Continue the forum thread about the 205 mph motorcycle speeding ticket in Minnesota from the point where it stops.

▶ GIVEN TEXT
====================
# Minn. Trooper Writes 205 Mph Ticket



## SOT (Jul 30, 2004)

Minnesota Trooper Writes 205 Mph Speeding Ticket to Man Riding Motorycle

The Associated Press

WABASHA, Minn. Sept. 21, 2004 — With a State Patrol airplane overhead, a motorcyclist hit the throttle and possibly set the informal record for the fastest speeding ticket in Minnesota history: 205 mph.
On Saturday afternoon, State Patrol pilot Al Loney was flying near Wabasha, in southeastern Minnesota on the Wisconsin border, watching two motorcyclists racing along U.S. Highway 61.

When one of the riders shot forward, Loney was ready with his stopwatch. He clicked it once when the motorcycle reached a white marker on the road and again a quarter-mile later. The watch read 4.39 seconds, which Loney calculated to be 205 mph.

"I was in total disbelief," Loney told the St. Paul Pioneer Press for Tuesday's editions. "I had to double-check my watch because in 27 years I'd never seen anything move that fast."

Several law enforcement sources told the newspaper that, although no official records are kept, it was probably the fastest ticket ever written in the state.

After about three-quarters of a mile, the biker slowed to about 100 mph and let the other cycle catch up. By then Loney had radioed ahead to another state trooper, who pulled the two over soon afterward.

The State Patrol officer arrested the faster rider, 20-year-old Stillwater resident Samuel Armstrong Tilley, for reckless driving, driving without a motorcycle license and driving 140 miles per hour over the posted speed limit of 65 mph.

A search of speeding tickets written by state troopers, who patrol most of the state's highways, between 1990 and February 2004 shows the next fastest ticket was for 150 mph in 1994 in Lake of the Woods County.

Tilley did not return calls from the newspaper to his home Monday. A working number for him could not immediately be found by The Associated Press on Tuesday.

Only a handful of exotic sports cars can reach 200 mph, but many high-performance motorcycles can top 175 mph. With minor modifications, they can hit 200 mph. Tilley was riding a Honda 1000, Loney said.

Kathy Swanson of the state Office of Traffic Safety said unless Tilley was wearing the kind of protective gear professional motorcycle racers wear, he was courting death at 200 mph.

"I'm not entirely sure what would happen if you crashed at 200 miles per hour," Swanson said. "But it wouldn't be pretty, that's for sure."


----------



## Danman1116 (May 7, 2002)

hope that lil joyride he had is worth the court fees/ticket cost/jailtime he's facing :roll:


----------



## union1 (Sep 18, 2002)

Wabisha. Home of "grumpy old men"


----------



## EOD1 (Mar 11, 2004)

A 20 year old Unlicensed motorycle going 205mph. I guess natural selection was sleeping this day. I am sure with his vast 4 years of driving he will tell u he was in complete control and it is his right if he wants to kill himself. That should be an Automatic loss of license for atleast 5 years.
====================
Photo object pointing records
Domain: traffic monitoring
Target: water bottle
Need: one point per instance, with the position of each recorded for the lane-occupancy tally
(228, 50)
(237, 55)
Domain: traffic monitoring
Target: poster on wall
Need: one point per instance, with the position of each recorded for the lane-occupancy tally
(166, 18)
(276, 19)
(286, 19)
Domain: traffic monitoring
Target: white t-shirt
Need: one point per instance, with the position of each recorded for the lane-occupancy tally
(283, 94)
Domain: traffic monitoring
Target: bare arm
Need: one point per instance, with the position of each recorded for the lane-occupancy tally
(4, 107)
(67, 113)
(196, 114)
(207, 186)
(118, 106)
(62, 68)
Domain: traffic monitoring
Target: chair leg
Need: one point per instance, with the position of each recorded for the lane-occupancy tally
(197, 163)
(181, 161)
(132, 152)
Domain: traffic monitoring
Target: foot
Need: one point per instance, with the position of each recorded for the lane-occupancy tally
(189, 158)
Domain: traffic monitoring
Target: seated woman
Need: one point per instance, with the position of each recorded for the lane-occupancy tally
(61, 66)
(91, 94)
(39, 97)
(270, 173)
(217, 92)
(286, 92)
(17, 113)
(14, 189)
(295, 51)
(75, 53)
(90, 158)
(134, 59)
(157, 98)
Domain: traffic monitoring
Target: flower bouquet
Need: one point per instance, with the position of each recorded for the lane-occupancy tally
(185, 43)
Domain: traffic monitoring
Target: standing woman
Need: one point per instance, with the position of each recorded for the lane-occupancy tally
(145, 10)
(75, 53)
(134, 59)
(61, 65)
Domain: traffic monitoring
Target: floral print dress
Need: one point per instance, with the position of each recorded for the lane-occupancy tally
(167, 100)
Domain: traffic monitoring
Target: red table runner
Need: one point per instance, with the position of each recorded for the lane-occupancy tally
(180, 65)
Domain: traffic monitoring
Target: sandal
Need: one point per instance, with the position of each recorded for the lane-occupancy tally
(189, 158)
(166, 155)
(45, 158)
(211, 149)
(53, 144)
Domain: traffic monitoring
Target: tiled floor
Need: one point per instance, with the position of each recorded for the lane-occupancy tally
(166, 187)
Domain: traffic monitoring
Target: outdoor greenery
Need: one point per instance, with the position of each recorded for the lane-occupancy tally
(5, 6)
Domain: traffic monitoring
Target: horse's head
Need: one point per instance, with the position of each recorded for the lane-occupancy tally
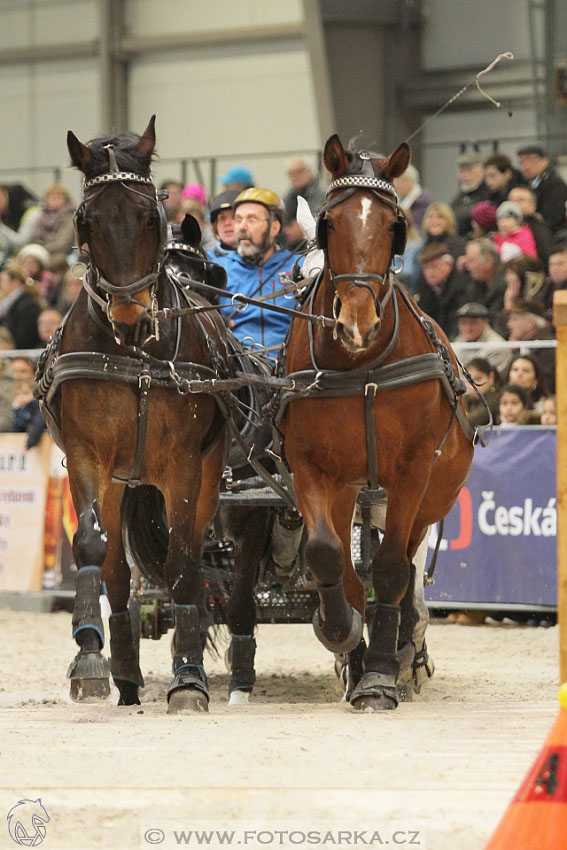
(121, 226)
(360, 228)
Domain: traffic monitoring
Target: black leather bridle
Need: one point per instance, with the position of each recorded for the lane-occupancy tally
(386, 193)
(93, 278)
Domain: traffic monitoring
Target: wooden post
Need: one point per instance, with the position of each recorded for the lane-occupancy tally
(560, 322)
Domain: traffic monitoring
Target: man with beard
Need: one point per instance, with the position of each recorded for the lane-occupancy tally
(257, 267)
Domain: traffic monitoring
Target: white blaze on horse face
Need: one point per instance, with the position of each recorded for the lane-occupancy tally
(366, 203)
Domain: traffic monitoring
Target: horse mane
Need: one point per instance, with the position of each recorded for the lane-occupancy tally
(357, 163)
(127, 155)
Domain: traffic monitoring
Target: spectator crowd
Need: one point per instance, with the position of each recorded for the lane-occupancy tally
(484, 264)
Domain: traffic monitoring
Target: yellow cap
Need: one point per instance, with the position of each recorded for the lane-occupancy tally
(258, 195)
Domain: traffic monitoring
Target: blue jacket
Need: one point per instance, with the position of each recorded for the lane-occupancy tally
(265, 327)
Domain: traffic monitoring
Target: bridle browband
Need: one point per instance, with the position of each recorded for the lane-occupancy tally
(93, 278)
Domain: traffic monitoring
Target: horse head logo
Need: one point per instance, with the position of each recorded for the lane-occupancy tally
(26, 823)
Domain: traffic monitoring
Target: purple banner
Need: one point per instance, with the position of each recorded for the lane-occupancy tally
(500, 540)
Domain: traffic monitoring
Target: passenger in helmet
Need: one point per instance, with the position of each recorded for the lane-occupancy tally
(222, 222)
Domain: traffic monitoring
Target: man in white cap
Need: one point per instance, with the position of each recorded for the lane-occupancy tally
(473, 324)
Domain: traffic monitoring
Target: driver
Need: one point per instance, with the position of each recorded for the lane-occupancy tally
(257, 267)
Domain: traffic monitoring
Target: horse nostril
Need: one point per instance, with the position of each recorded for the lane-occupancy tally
(344, 331)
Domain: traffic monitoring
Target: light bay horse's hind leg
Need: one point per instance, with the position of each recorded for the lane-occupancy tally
(391, 648)
(249, 529)
(124, 651)
(337, 624)
(89, 670)
(191, 501)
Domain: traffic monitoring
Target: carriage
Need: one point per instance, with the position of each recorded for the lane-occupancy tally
(367, 394)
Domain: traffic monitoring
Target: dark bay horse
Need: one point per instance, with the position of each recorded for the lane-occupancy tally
(383, 408)
(124, 417)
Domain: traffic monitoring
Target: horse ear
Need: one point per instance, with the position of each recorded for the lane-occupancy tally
(191, 230)
(80, 154)
(397, 162)
(147, 143)
(334, 156)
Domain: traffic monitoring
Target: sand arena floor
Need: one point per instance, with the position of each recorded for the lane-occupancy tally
(445, 765)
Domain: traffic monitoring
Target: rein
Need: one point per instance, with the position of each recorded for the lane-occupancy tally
(168, 313)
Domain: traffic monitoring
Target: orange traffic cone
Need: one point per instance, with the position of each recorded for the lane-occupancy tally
(536, 819)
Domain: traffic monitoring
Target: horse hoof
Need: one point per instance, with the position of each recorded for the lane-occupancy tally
(128, 693)
(404, 691)
(187, 701)
(89, 690)
(89, 674)
(375, 692)
(228, 660)
(370, 703)
(239, 698)
(349, 643)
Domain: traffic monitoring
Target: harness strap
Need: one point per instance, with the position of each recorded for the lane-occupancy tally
(269, 479)
(370, 391)
(144, 383)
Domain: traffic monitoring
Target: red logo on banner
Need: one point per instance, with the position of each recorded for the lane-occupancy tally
(547, 780)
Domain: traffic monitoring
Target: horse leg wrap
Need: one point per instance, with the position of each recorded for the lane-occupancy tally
(242, 673)
(381, 660)
(423, 668)
(340, 627)
(86, 611)
(123, 657)
(404, 684)
(188, 655)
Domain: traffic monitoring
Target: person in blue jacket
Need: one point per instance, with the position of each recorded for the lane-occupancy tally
(257, 267)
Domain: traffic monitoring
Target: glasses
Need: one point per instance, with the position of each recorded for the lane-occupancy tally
(252, 220)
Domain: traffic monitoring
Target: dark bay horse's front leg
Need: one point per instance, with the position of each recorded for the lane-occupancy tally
(336, 623)
(390, 647)
(343, 510)
(89, 670)
(249, 530)
(124, 650)
(191, 497)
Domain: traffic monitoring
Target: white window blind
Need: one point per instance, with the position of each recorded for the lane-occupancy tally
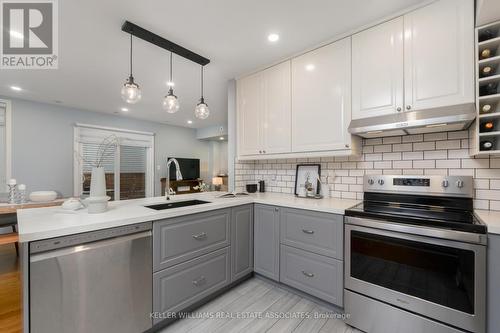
(129, 169)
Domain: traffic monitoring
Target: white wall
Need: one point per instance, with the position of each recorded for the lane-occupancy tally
(42, 144)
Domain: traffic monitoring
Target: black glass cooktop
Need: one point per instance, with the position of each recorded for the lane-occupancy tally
(442, 212)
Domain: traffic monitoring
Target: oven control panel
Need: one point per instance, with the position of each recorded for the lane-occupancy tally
(438, 185)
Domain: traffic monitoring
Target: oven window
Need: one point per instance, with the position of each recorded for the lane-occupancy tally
(439, 274)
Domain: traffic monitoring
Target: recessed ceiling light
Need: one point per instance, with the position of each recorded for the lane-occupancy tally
(310, 67)
(273, 37)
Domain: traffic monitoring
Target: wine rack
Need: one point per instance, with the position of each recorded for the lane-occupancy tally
(486, 130)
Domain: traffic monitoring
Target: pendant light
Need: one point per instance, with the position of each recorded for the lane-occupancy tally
(131, 93)
(202, 111)
(170, 102)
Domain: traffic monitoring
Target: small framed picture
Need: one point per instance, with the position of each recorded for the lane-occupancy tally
(306, 178)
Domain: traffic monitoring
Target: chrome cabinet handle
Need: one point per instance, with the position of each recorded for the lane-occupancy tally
(308, 274)
(200, 281)
(201, 236)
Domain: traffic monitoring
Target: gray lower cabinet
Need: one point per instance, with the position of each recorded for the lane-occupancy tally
(241, 241)
(176, 240)
(266, 245)
(177, 287)
(317, 232)
(493, 278)
(312, 273)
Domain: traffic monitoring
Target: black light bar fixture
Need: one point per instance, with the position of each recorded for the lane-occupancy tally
(153, 38)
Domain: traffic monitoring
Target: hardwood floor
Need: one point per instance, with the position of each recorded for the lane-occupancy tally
(278, 310)
(10, 290)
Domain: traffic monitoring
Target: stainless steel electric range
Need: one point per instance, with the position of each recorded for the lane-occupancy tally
(415, 257)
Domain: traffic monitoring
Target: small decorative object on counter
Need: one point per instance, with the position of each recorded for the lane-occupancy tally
(21, 195)
(98, 200)
(307, 176)
(12, 183)
(251, 188)
(202, 187)
(217, 182)
(262, 186)
(486, 145)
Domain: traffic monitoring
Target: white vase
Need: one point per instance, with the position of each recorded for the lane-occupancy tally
(98, 182)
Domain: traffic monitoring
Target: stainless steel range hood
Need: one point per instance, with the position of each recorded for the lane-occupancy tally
(450, 118)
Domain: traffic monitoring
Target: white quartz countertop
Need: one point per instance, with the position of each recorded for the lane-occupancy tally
(42, 223)
(491, 218)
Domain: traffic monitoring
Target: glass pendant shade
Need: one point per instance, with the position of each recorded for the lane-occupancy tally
(131, 92)
(202, 111)
(170, 102)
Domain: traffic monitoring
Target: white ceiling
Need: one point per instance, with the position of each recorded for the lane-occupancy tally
(93, 51)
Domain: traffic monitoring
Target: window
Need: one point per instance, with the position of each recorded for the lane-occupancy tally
(4, 144)
(129, 169)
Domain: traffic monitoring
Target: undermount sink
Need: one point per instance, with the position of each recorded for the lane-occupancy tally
(170, 205)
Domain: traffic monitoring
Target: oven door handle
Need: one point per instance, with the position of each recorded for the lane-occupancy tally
(428, 232)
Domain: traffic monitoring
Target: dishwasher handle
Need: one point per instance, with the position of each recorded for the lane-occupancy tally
(89, 246)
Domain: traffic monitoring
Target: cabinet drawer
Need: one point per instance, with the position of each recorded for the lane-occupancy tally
(177, 287)
(187, 237)
(321, 233)
(314, 274)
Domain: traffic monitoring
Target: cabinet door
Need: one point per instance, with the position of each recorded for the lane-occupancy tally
(277, 98)
(266, 247)
(439, 55)
(250, 114)
(377, 70)
(241, 241)
(321, 98)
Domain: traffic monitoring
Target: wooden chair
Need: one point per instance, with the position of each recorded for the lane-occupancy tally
(10, 238)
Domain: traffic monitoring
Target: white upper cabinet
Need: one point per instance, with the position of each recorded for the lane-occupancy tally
(263, 115)
(321, 98)
(377, 70)
(277, 99)
(250, 114)
(422, 60)
(439, 55)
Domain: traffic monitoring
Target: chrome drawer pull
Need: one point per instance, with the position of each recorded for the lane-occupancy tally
(199, 281)
(308, 274)
(201, 236)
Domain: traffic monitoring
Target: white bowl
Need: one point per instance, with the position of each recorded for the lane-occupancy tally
(43, 196)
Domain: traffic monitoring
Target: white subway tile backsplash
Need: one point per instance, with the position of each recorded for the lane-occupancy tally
(429, 154)
(435, 154)
(420, 146)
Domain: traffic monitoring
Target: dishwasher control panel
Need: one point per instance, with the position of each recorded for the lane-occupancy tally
(87, 237)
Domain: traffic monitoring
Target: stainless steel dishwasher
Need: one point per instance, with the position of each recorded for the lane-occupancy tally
(95, 282)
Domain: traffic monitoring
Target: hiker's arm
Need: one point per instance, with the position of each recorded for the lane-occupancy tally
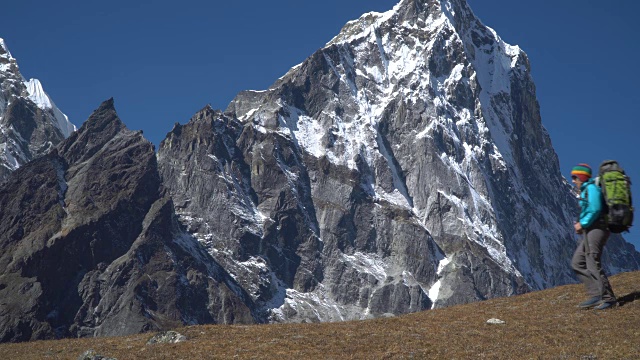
====================
▶ WRITTEN ANSWER
On the other hand that must have been one hell of a rush, ur lucky to hit 190mph freefalling... he must have made himself small!


----------



## dcs2244 (Jan 29, 2004)

It would have been easier if the pilot had VASCAR...he could have dialed in the distance ahead of time and just used the time switch...and avoided the math!


----------



## BartA1 (May 5, 2002)

205mph could you imagine the mess that would have left if this nitwit had crashed. I had a GSXR 1100 when I was in my late teens fastest I ever got that up was 110 and that was on a track and that was crazy.


----------



## stm4710 (Jul 6, 2004)

What mess, at that speed your blood will mist and vaporize.


----------



## SOT (Jul 30, 2004)

The Ticket


----------



## stm4710 (Jul 6, 2004)

OK............who put the chicken on the ink pad again...........


----------



## dcs2244 (Jan 29, 2004)

Could be worse...it could be 'Chatty Cathy' out at C3!


----------



## reno911_2004 (May 13, 2004)

VOR @ Wed 22 Sep said:


> If that happened out here, it would be a CWOF on the operating to endanger, responsible / file on the speed. $40 VWF, see probation on the way out.


Sad but true.


----------



## Curious EMT (Apr 1, 2004)

Very sick

This has been of much discussion among us motorcyclists, and this is being called BS by most

that bike is not capable of reaching those speeds without some serious modifications. going from 170 to 180 takes a ton more HP that say 100 to 110. 

This is going to be one heck of a fight for vascar in court and its reliability...

F the kid anyways, punks like him give all of "us" a bad name....


----------



## Zuke (May 8, 2004)

Boston channel 4 or maybe it was 5 stated his father is a Police Officer. 8O


----------



## DoD102 (Sep 9, 2004)

Amen to that reno911. That's one thing I don't miss about being retired from a municipal, agency. The courts in Mass suck! At leat here we can fall back on the good ole UCMJ!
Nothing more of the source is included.